■ **ОТРЫВОК ДЛЯ ЧТЕНИЯ**:
- - -
Я писал песни исключительно ради удовольствия - мы все вместе пытались повеселиться, как группа. Может быть, поэтому мне не приходило в голову, насколько сильно слова "The Seeker"- песня о вечном ветеране Вьетнама, который схватил Карен, когда мы в первый раз прогуливались в Хейт-Эшбери - отразили тупик, с которым я столкнулся.
Мои характерные сценические фишки - прыжки, ветряные мельницы и разрушение гитар - были в настоящее время чисто физическим проявлением мачо-чванства, но на психическом уровне Angry Yobbo <злобный паршивец>, или хулиган, проник в мою душу, и я все еще не мог постичь, откуда исходит вся эта энергия.
Это Angry Yobbo также каким-то образом проникло в душу The Who как группы, но здесь эффекты были в значительной степени положительными. Live at Leeds дал нам понять, насколько сильны мы как живые музыканты и исполнители. The Who были агрегатом, машиной, силой природы. Как композитор я только сейчас начал понимать, как использовать силу нашего сценического звука и балансировать на грани света и тени при создании альбома. Как ни странно, идея палитры настроений на альбоме вскоре будет напрочь отброшена. Очень успешные группы, такие как AC/DC, делают альбом за альбомом, используя один и тот же градус интенсивности.
- - -
■ **СТРОКИ ДАННЫХ**:
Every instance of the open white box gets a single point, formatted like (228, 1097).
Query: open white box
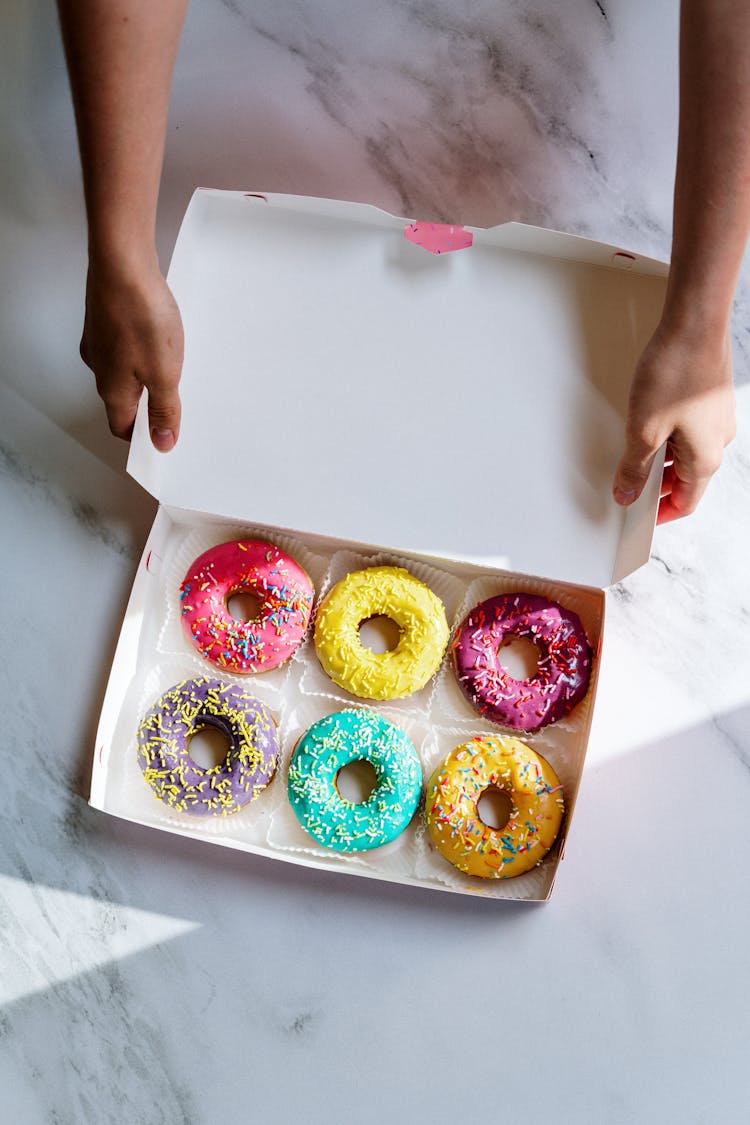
(343, 387)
- - -
■ **ЗАДАНИЯ К ТЕКСТУ**:
1. Какой альбом, согласно отрывку о группе The Who, показал музыкантам, насколько они сильны на сцене?
2. Продолжите отрывок о группе The Who, начав сразу после его последнего предложения.

■ **ОТВЕТЫ К УПРАЖНЕНИЮ**:
1. Альбом Live at Leeds.

2.
По мере того, как количество больших групп рока умножалось, каждая из них требовала прослойки доступного звукового поля для себя и ревниво охраняла его. Любой художник, забредший на территорию другого обвинялся в отсутствии убежденности. Теперь у нас было два ожидания от The Who, которые я мог легко идентифицировать в нашей аудитории, но понятия не имел, как с этим смириться. Первое заключалось в том, что в нашем следующем альбоме мы выпустим какую-нибудь смелую новую идею, нового Томми. Другое заключалось в том, что альбом будет качать так, как качает "Live at Leeds".
Если как группа мы были единым целым, то внутренняя техника и управление делами обернулись большими разногласиями, чем когда-либо. Если Роджер и я (а также фанаты) почувствовали себя освобожденными из-за сырой силы "Live at Leeds", то Кит все еще гонялся за хитом. Он всегда подстрекал Кита Муна к диким рекламным трюкам, а я к все более высокомерным заявлениям в прессе.
В июне 1970 года Билл Грэм уговорил директора Метрополитен-опера принять "Томми". Наши выступления были не так хороши, на мой вкус, хотя я был горд быть там. На Fillmore East во время нашей недели концертов Томми в 1969 году улыбающийся, элегантный Леонард Бернштейн держал меня за плечи, смотрел мне в глаза и спрашивал, понимаю ли я важность того, чего я достиг. На этой же неделе Боб Дилан пришел к нам. Он говорил мало, но он был там, и этим было сказано достаточно.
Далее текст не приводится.